M. Jean-Pierre Bechter, ancien maire de Corbeil-Essonnes (LR) vient d’être condamné à deux ans de prison ferme pour achat de votes et financement illégal de campagne électorale, en rapport avec les élections municipales partielles de 2009 et 2010. Lui et des comparses de l’affaire, pour certains élus locaux à Corbeil-Essonne, ont également été condamnés à 5 ans d’inéligibilité.
Cela fait maintenant plusieurs années que l’on parle de toutes les ramifications de l’étrange système que M. Serge Dassault (UMP) avait mis en place à Corbeil-Essonnes, ville qu’il avait dirigée jusqu’en 2009. En l’espèce, la condamnation de M. Jean-Pierre Bechter se rapporte à l’achat de voix pour les partielles de 2009 et 2010. Dans un article publié en 2013, le journal en ligne Mediapart rapportait que l’industriel milliardaire et sénateur UMP admettait dans un enregistrement clandestin réalisé fin 2012 « avoir payé pour s’assurer de la victoire de son successeur à la mairie de Corbeil-Essonnes ». (1). Il s’agissait d’un système de corruption de type pyramidal permettant de rémunérer les responsables d’équipe et les équipes recrutées dans différents quartiers de la ville, pour convaincre les habitants d’aller voter pour la liste de M. Jean-Pierre Bechter, soutenue par M. Serge Dassault. En échange de leur zèle, les membres de ces systèmes recevaient des dons en cash, ou des versements de sommes sur des comptes à l’étranger, ou des avantages en nature du type logement... Selon Le Monde, le système était tellement implanté dans cette ville qu’il a fait dire au représentant du parquet national financier : « On n’a jamais vu en France une ville livrée à un tel degré de corruption et de décomposition civique » (2).
Il est très probable que le système Dassault existait bien avant 2009. Dans un article du journal Libération paru en novembre 2014, le journaliste Yann Philippin relate des informations que M. Gérard Limat, comptable et ami de M. Serge Dassault, avait transmises au juge d’instruction en charge cette affaire. Ce dernier avait alors raconté avoir remis en cash à l’ex-maire de Corbeil depuis 1995 presque 53 millions d’euros, transférés directement de Suisse. Le journaliste précise que « Sur la seule période 2008-2012, qui englobe les trois élections visées par l’enquête, Gérard Limat a livré 7,45 millions d’euros en cash à Dassault. Il a également effectué pour 4,2 millions d’euros de virements suspects, pour l’essentiel à des habitants de Corbeil, dont plusieurs acheteurs de voix présumés » (3). L’argent ne circulait pas nuitamment dans de petites valises entre Suisse et France. Les transferts s’effectuaient de façon électronique, et impliquaient une société de services, Cofinor, basée à Genève et ayant pignon sur rue, dont l’activité se situait dans le domaine du change et de la compensation financière. Ils impliquaient également des banques renommées dans lesquelles Ms. Gérard Limat et Serge Dassault détenaient des comptes, telles que la Raiffeinsen Bank située à Ménier, dans la banlieue de Genève, et les banques UBS de Zurich et Edmond de Rotschild au Luxembourg (3).

* _Données saisies_:
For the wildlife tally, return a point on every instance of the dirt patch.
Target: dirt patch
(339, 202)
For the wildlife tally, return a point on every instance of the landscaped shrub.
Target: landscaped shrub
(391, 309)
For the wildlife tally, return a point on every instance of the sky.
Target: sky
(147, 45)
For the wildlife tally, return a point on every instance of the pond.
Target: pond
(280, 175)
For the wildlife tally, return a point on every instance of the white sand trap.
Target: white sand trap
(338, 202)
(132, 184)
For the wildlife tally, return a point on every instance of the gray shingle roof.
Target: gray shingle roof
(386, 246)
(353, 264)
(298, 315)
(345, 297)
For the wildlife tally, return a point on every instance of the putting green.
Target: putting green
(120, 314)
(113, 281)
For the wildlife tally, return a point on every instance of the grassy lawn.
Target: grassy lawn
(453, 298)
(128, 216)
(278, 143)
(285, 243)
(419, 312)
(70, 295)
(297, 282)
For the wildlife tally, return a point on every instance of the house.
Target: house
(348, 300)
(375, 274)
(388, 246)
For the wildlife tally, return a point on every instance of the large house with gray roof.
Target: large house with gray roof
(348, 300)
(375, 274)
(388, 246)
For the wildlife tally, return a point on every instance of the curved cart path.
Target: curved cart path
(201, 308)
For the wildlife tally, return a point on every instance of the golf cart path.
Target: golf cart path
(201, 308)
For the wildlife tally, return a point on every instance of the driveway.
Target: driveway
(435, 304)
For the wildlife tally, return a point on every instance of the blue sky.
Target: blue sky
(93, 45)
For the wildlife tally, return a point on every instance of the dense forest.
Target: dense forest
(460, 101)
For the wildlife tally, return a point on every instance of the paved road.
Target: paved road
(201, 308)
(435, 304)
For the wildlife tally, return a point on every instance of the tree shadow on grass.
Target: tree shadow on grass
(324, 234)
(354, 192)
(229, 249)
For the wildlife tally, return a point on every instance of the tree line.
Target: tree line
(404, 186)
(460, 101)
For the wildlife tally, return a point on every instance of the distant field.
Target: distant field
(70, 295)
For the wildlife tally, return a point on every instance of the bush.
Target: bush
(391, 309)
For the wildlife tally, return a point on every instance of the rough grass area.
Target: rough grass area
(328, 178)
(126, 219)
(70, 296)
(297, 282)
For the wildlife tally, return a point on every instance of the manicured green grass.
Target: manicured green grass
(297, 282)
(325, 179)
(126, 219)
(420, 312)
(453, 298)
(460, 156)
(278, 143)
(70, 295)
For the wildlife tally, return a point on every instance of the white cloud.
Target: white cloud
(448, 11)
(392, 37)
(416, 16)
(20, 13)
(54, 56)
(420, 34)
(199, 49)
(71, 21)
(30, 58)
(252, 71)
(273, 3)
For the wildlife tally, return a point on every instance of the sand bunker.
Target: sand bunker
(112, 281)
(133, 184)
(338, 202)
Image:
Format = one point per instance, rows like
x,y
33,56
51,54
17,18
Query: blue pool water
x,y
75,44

* _Objectif A_: Pour chaque affirmation, indiquez par oui ou par non si elle concorde avec le texte sur Corbeil-Essonnes, et citez à l'identique les mots du texte qui permettent de trancher. (i) M. Jean-Pierre Bechter a été condamné à deux ans de prison ferme. (ii) L'argent passait de Suisse en France dans de petites valises. (iii) La société Cofinor était basée à Zurich.
* _Objectif B_: Extrayez du texte sur Corbeil-Essonnes le passage qui va de « M. Jean-Pierre Bechter, ancien » jusqu'à « 5 ans d’inéligibilité. » inclus.

* _Réponse complète A_:
(i) Oui : « vient d’être condamné à deux ans de prison ferme »
(ii) Non : « L’argent ne circulait pas nuitamment dans de petites valises entre Suisse et France. »
(iii) Non : « une société de services, Cofinor, basée à Genève »

* _Réponse complète B_:
M. Jean-Pierre Bechter, ancien maire de Corbeil-Essonnes (LR) vient d’être condamné à deux ans de prison ferme pour achat de votes et financement illégal de campagne électorale, en rapport avec les élections municipales partielles de 2009 et 2010. Lui et des comparses de l’affaire, pour certains élus locaux à Corbeil-Essonne, ont également été condamnés à 5 ans d’inéligibilité.